__Given text__
-------
When a company's revenue and earnings plunge, it's understandable if investors begin to worry about its dividend. Pfizer (PFE 1.02%) reported a 53% year-over-year decline in revenue in its latest quarter. The big drugmaker's earnings sank by 77%. 

There's also the fact that Pfizer is about to face a patent cliff that could further erode its profits. Key blockbuster products including Eliquis, Ibrance, Xeljanz, and Vyndaqel lose patent exclusivity within the next few years.  Pfizer anticipates these losses of exclusivity will negatively impact its annual revenue by roughly $17 billion per year by 2030. 

So should investors worry about Pfizer's dividend, which currently yields nearly 4.6%? I don't think so. Here's why Pfizer's high-yield dividend could be safer than you might think.

A wave of new product launches 

Pfizer projects that its new product launches through the first half of 2024 will generate around $20 billion in additional revenue by 2030. That's enough to more than offset the impact of its patent cliff. And this wave of new product launches is largely derisked.

For example, Pfizer's new alopecia areata drug Litfulo launched this year. So did new respiratory syncytial virus (RSV) vaccine Abrysvo.  The company also launched new indications for several of its already-approved products, including Cibinqo in treating atopic dermatitis in adolescents. 

More potential launches could be on the way soon. Pfizer just won accelerated approval for likely blockbuster drug Elxrexfio in treating multiple myeloma. It expects to land U.S. regulatory approval for etrasimod in treating ulcerative colitis in the third quarter of 2023. Additional regulatory approvals for other products could be in store before the end of the year.

Wheeling and dealing will pay off

None of those product launches are connected to Pfizer's business development activity. The company's wheeling and dealing could add another $25 billion in revenue by 2030.
-------
__Data for review__
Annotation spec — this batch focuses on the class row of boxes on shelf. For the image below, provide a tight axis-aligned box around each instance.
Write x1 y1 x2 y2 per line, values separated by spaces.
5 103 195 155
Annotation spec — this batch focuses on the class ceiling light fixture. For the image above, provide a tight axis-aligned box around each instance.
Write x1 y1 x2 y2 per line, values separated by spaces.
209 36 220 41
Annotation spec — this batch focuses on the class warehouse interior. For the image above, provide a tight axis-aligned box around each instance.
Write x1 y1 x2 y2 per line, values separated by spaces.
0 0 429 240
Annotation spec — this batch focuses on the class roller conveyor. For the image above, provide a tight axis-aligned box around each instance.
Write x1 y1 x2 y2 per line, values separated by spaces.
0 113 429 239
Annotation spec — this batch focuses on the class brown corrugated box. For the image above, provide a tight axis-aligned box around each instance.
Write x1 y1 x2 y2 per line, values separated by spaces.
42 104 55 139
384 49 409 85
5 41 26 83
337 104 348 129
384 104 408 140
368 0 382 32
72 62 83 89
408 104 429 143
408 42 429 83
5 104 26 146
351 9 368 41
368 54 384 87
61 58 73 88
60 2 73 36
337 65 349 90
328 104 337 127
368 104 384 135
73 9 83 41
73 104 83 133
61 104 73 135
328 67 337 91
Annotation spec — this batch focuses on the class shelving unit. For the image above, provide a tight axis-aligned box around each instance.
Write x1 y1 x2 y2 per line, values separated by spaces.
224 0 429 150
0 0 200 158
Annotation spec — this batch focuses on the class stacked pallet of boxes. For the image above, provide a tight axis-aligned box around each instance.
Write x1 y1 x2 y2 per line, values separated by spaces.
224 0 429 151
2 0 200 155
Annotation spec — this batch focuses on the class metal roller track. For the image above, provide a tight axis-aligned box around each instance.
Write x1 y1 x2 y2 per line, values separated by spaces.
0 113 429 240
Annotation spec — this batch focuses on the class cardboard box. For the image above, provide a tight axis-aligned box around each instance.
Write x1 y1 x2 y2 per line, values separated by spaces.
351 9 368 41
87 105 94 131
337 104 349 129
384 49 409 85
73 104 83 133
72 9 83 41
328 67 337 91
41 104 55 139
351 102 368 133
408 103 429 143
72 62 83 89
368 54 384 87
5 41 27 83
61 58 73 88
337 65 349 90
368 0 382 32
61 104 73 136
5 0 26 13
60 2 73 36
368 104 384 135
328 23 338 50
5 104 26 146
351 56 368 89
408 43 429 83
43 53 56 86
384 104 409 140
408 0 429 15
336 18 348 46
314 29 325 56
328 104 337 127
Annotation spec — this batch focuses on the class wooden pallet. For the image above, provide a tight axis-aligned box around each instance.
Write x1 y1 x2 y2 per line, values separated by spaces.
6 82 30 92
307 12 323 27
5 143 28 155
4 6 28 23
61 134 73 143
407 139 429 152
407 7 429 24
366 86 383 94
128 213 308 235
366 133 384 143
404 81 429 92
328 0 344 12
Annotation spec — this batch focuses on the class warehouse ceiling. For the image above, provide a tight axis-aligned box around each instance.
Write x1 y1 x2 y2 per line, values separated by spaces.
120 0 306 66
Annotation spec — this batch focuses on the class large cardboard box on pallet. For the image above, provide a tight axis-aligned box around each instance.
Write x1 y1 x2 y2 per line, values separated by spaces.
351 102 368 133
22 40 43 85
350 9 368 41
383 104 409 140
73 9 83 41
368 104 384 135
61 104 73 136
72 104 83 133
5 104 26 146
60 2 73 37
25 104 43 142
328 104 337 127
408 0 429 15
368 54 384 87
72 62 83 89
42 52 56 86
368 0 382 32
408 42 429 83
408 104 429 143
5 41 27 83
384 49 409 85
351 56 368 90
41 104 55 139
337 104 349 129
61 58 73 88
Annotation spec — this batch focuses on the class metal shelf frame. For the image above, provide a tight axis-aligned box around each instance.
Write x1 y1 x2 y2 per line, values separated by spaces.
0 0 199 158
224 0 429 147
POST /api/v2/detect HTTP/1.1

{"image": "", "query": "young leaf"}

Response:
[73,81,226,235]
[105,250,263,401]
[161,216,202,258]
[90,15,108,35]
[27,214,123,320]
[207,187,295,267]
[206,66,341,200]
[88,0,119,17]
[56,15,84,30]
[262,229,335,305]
-------
__Set of tasks__
[A] List the Pfizer products that the Pfizer dividend article says will lose patent exclusivity within the next few years.
[B] Translate this sentence from the Pfizer dividend article into Spanish: "Pfizer projects that its new product launches through the first half of 2024 will generate around $20 billion in additional revenue by 2030."
[C] Rewrite the paragraph of the Pfizer dividend article that begins "More potential launches could be on the way soon" as a bulleted list. Keep its main facts.

__Solved problems__
[A]
- Eliquis
- Ibrance
- Xeljanz
- Vyndaqel

[B] Pfizer proyecta que sus lanzamientos de nuevos productos hasta el primer semestre de 2024 generarán alrededor de 20 mil millones de dólares en ingresos adicionales para 2030.

[C]
- Pfizer won accelerated approval for Elxrexfio, a likely blockbuster, to treat multiple myeloma.
- Pfizer expects U.S. regulatory approval for etrasimod to treat ulcerative colitis in the third quarter of 2023.
- Other products could win regulatory approval before the end of the year.